— START OF Given records —

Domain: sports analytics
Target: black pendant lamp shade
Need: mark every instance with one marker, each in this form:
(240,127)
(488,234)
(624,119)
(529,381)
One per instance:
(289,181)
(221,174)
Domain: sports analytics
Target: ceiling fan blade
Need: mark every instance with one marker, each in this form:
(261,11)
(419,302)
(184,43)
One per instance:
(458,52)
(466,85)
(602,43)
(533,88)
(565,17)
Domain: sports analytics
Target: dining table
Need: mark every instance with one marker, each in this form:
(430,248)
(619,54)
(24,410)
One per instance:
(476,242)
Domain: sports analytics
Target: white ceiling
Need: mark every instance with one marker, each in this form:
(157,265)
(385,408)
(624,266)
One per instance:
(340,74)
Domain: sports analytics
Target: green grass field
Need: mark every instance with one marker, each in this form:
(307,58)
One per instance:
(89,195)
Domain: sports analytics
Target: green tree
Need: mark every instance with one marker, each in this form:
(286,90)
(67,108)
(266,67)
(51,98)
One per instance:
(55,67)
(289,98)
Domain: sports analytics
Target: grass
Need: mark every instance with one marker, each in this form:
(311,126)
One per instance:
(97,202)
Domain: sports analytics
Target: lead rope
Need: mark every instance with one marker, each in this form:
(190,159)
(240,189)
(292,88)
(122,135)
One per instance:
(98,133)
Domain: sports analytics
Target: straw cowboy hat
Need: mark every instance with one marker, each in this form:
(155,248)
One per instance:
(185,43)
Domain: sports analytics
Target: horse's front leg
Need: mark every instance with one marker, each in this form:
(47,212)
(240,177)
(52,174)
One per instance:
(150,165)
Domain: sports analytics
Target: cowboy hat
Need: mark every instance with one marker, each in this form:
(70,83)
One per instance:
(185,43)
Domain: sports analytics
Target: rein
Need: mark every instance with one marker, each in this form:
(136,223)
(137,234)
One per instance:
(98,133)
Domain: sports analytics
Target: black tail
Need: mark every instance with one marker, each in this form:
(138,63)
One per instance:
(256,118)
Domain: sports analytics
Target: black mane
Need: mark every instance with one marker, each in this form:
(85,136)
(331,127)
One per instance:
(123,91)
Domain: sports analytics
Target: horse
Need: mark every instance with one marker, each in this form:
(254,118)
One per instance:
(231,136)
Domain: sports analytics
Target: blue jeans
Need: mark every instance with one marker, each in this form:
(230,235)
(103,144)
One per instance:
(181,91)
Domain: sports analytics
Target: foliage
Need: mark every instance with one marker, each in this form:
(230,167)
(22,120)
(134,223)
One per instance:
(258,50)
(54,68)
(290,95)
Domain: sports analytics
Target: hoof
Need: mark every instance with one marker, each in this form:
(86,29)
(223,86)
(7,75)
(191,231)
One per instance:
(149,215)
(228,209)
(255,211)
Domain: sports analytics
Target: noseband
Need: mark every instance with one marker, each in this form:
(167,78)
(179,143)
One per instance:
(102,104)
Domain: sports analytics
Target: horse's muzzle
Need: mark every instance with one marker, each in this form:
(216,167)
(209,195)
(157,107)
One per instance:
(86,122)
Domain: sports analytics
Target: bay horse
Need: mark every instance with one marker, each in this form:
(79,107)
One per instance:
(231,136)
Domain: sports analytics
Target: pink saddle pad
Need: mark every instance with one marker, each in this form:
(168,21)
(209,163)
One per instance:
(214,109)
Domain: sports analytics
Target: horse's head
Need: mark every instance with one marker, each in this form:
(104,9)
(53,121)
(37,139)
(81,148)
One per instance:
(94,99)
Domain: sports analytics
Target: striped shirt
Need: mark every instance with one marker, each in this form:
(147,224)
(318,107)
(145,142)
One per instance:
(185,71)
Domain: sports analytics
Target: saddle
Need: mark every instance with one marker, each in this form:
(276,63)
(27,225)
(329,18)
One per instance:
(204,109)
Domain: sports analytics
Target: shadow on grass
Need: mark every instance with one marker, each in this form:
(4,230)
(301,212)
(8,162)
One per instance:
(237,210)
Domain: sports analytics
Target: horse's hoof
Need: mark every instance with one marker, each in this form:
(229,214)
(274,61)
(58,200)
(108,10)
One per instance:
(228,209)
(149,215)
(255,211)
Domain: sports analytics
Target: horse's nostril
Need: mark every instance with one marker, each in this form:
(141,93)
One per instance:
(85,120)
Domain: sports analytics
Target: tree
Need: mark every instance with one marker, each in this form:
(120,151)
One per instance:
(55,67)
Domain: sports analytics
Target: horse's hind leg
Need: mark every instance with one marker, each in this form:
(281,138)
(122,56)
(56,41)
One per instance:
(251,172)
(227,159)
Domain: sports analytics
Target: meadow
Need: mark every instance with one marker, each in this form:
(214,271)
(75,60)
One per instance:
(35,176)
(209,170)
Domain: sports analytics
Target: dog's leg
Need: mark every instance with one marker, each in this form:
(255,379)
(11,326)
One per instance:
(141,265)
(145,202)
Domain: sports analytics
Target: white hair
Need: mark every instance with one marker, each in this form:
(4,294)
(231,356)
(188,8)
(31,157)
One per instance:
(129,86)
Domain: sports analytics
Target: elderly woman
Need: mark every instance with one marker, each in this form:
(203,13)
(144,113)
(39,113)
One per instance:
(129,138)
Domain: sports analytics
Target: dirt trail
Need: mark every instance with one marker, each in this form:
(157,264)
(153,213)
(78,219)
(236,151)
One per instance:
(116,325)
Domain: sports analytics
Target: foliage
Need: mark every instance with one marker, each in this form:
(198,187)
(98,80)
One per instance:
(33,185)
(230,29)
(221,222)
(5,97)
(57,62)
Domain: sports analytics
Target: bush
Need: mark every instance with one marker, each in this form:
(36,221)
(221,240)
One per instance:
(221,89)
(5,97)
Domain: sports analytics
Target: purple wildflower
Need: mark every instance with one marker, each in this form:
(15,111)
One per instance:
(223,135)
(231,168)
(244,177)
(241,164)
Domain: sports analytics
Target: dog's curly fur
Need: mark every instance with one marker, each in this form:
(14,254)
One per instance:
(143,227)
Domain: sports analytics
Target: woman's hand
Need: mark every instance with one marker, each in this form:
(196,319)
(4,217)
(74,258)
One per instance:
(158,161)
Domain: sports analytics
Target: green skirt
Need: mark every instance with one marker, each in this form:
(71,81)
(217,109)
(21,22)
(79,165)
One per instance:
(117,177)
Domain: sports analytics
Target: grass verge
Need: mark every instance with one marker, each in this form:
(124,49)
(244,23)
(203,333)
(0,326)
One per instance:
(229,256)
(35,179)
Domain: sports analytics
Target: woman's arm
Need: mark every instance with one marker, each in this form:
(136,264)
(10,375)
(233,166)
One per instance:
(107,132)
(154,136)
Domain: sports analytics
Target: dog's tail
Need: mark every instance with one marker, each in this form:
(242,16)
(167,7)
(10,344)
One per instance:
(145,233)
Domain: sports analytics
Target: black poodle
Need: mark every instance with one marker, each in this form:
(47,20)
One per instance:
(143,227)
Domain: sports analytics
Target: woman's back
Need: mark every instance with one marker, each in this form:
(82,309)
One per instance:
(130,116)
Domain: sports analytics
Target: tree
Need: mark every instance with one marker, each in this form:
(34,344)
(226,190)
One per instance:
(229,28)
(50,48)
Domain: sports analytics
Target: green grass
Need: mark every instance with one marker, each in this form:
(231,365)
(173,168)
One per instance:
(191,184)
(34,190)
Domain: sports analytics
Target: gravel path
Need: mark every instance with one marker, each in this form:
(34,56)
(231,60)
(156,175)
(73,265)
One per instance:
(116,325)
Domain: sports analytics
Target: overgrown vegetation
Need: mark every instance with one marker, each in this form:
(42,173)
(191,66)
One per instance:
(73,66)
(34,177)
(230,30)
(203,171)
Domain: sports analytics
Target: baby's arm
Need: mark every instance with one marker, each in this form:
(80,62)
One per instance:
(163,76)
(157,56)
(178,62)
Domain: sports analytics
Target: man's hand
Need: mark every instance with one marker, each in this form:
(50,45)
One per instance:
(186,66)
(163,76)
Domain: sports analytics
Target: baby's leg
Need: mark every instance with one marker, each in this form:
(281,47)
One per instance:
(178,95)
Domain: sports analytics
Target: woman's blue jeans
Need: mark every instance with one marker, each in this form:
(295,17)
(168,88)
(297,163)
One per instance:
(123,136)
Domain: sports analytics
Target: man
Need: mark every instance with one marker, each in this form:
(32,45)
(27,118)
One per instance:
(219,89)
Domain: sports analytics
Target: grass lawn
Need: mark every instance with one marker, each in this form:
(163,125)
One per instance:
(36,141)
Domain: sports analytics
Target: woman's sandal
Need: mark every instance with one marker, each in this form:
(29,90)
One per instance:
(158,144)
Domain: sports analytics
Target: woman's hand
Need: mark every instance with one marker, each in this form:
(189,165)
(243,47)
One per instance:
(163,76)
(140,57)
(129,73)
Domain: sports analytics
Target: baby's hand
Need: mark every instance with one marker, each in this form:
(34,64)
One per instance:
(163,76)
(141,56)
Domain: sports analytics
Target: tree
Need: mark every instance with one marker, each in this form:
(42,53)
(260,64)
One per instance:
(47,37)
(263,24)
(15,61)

— END OF Given records —

* [The exercise]: Find every line in the records above that contains the word "baby" and copy each of those lines. Uppercase and lowercase letters count as different.

* [Response]:
Target: baby's arm
Target: baby's leg
Target: baby's hand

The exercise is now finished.